• _WHAT TO PRODUCE_
Reproduce the stretch of the China auto sales report from "China Sees Weak" through "16.8 million units.", substituting "dealerships" for "showrooms".

• _PROVIDED PASSAGE_

++++++

China Sees Weak Auto Sales - Analyst Blog

Light vehicle sales in China went up a tad 0.3% to 1.34 million units in November due to an unfavorable year-over-year comparison. Sales were strong in November last year when buyers rushed to showrooms before the end of government tax incentives. Meanwhile, total vehicle sales slid 2.4% from a year earlier to 1.66 million units.

During the first 11 months of the year, passenger car sales inched up 5.3% to 13 million units. However, total vehicle sales, including trucks and buses, increased a tad 2.6% to 16.8 million units.

Auto sales in China surged during 2009 and 2010, driven by subsidies and tax cuts by the government. The incentives were intended to help the industry recover from the global economic meltdown. In 2010, sales soared 32% to 18 million vehicles. Due to the termination of the incentives, sales growth is likely to be the weakest for 2011 in a decade.

++++++

• _DATA LINES_
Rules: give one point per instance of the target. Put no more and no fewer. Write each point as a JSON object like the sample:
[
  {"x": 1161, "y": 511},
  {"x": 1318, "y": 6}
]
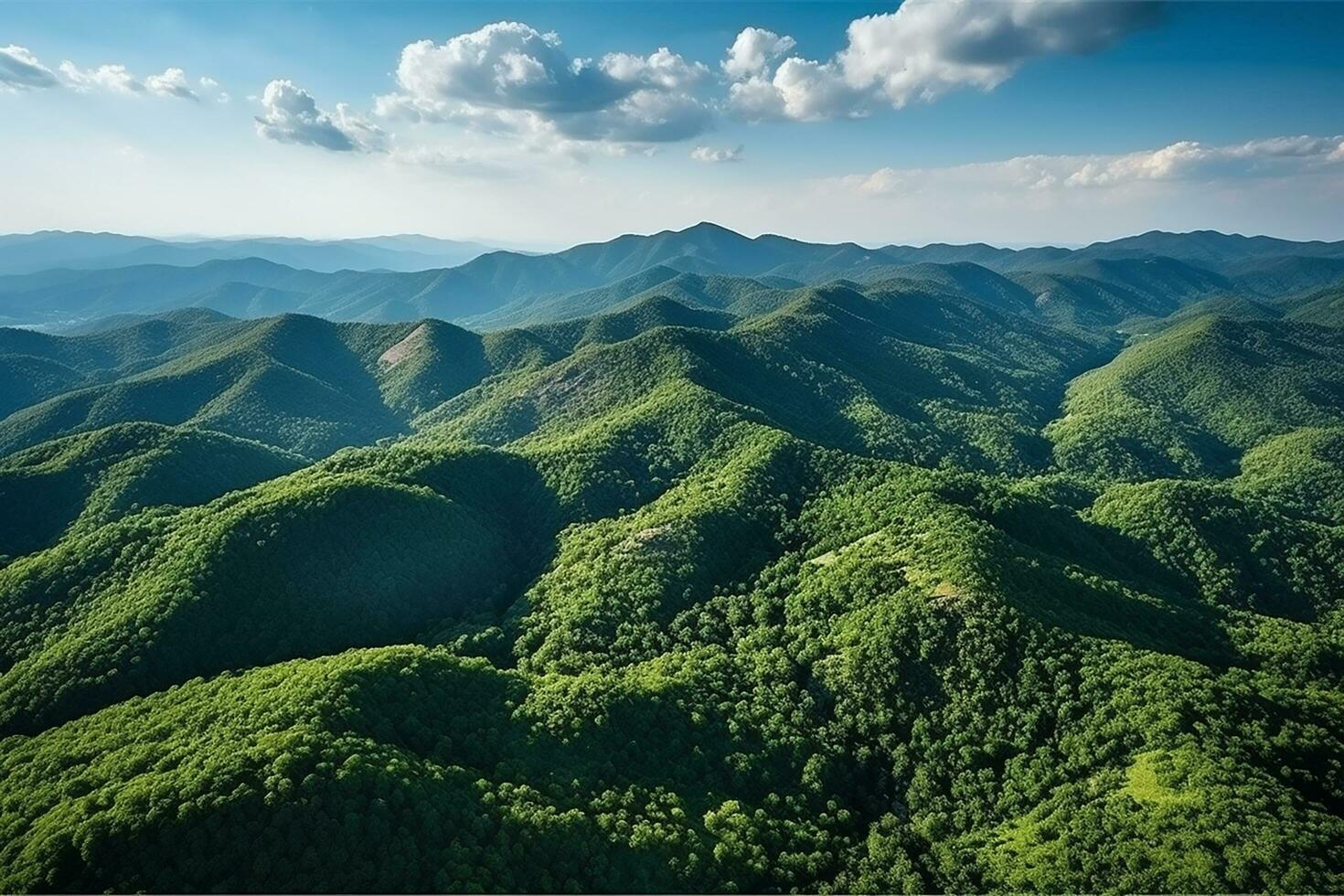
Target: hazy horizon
[{"x": 548, "y": 125}]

++++++

• _RESPONSE TO THIS EXERCISE_
China Sees Weak Auto Sales - Analyst Blog

Light vehicle sales in China went up a tad 0.3% to 1.34 million units in November due to an unfavorable year-over-year comparison. Sales were strong in November last year when buyers rushed to dealerships before the end of government tax incentives. Meanwhile, total vehicle sales slid 2.4% from a year earlier to 1.66 million units.

During the first 11 months of the year, passenger car sales inched up 5.3% to 13 million units. However, total vehicle sales, including trucks and buses, increased a tad 2.6% to 16.8 million units.